▶ Records to use
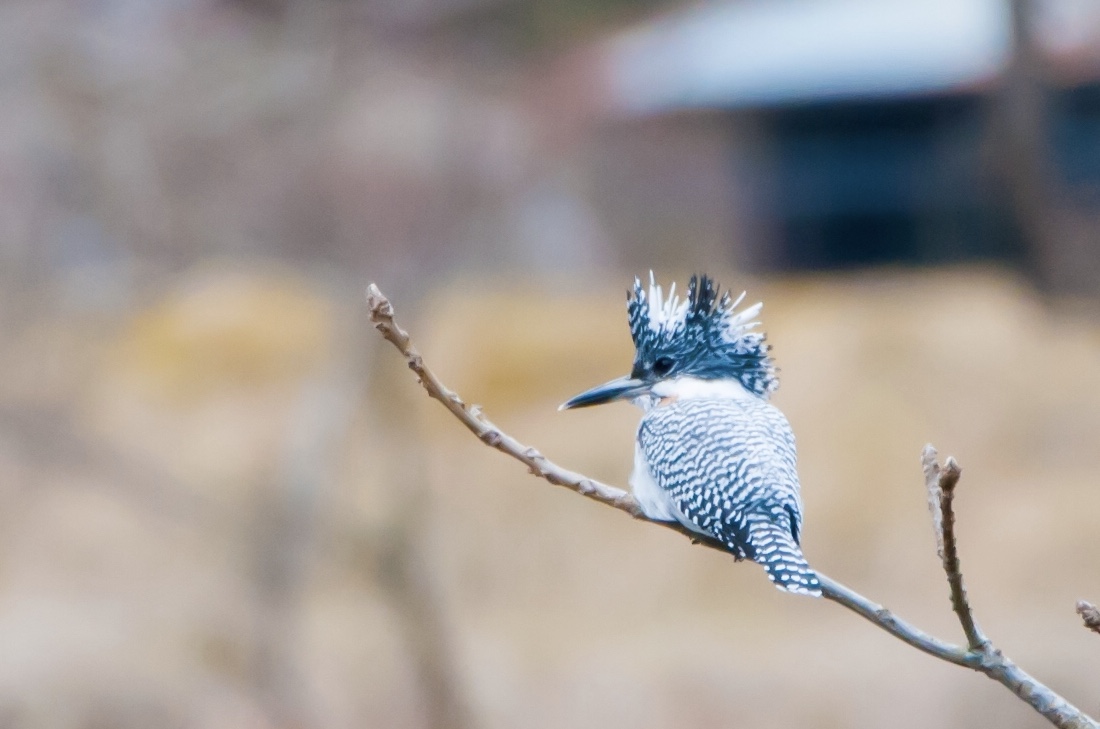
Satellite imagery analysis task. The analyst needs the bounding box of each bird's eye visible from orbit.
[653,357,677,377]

* * *

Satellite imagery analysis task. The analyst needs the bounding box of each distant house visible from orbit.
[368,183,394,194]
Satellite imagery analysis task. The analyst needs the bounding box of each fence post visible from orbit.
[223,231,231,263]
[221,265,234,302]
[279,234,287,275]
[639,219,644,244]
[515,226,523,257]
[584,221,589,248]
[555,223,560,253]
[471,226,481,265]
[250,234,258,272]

---

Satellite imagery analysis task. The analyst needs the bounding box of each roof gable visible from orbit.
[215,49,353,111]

▶ Work to do
Convert the part of the data that opens with the line containing "gable visible from orbit." and closes with the line containing "[215,49,353,111]" into a numbered list, leaving out any blank lines.

▶ Complete response
1. Satellite imagery analysis task. The analyst needs the bounding box of each roof gable visible from orbit.
2. [215,49,353,111]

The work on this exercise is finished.